--- START Material ---
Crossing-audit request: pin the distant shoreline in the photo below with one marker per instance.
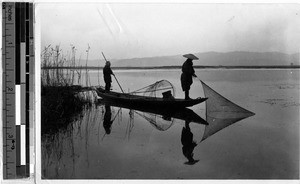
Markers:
(179, 67)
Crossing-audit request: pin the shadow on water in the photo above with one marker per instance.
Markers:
(66, 150)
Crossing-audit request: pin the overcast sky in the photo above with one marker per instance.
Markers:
(144, 30)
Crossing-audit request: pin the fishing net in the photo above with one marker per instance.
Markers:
(159, 89)
(221, 112)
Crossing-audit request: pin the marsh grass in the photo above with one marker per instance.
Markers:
(60, 88)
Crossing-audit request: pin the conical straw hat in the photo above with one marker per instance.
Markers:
(190, 56)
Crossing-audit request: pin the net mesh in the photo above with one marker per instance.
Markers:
(221, 112)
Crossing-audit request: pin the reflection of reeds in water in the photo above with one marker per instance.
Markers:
(62, 91)
(61, 151)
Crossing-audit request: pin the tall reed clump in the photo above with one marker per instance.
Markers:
(60, 84)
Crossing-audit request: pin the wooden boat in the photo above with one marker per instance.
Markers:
(131, 99)
(167, 113)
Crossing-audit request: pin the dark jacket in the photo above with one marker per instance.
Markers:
(187, 74)
(106, 74)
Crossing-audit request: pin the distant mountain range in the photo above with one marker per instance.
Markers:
(238, 58)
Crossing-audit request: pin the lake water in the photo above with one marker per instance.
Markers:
(263, 146)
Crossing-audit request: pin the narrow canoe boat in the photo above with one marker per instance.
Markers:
(172, 112)
(145, 101)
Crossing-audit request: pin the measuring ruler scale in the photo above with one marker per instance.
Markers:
(18, 88)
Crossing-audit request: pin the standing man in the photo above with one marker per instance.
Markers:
--- END Material ---
→ **Aim**: Set down the complete material exactly, but do not include the images.

→ **Response to this exercise**:
Crossing-audit request: pin the distant shoreline in the photo below with one marker per instance.
Markers:
(179, 67)
Crossing-audit request: pin the shadow on water in the photo above with one marker per instance.
Markers:
(66, 150)
Crossing-audit request: pin the overcast sky in the photo above with one marker per instance.
Markers:
(144, 30)
Crossing-audit request: pin the fishing net in the photo above with one marker per instance.
Markers:
(159, 89)
(221, 112)
Crossing-audit request: pin the marsh grass in the photo above with one marker per instance.
Markers:
(60, 88)
Crossing-audit request: pin the conical straw hat in the photo above with one marker per instance.
Markers:
(190, 56)
Crossing-audit request: pin the net mesh in the photo above with one marker per instance.
Markers:
(221, 112)
Crossing-audit request: pin the reflection of reeds in water in the photo above with one marker per instance.
Markers:
(62, 91)
(61, 151)
Crossing-audit request: pin the tall reed clump in the photo above with one marker per instance.
Markers:
(60, 84)
Crossing-audit request: pin the wooden boat in the photo above with one marker per instance.
Markers:
(131, 99)
(167, 113)
Crossing-audit request: pin the dark jacket in the photo above with one marker per instance.
Markers:
(187, 74)
(106, 74)
Crossing-audit request: pin the distant mountain range in the photo above with one marker per instance.
Markers:
(238, 58)
Crossing-audit request: pin the lake water in the photo above with one marker per instance.
Markers:
(263, 146)
Crossing-audit request: pin the narrow canoe boat in the photo above with one marker per instance.
Markers:
(172, 112)
(145, 101)
Crossing-audit request: pin the measuring ruler scale in the photo above with one marker per instance.
Markers:
(18, 88)
Crossing-audit request: pin the standing man in the photo above with one marker per instance.
Markers:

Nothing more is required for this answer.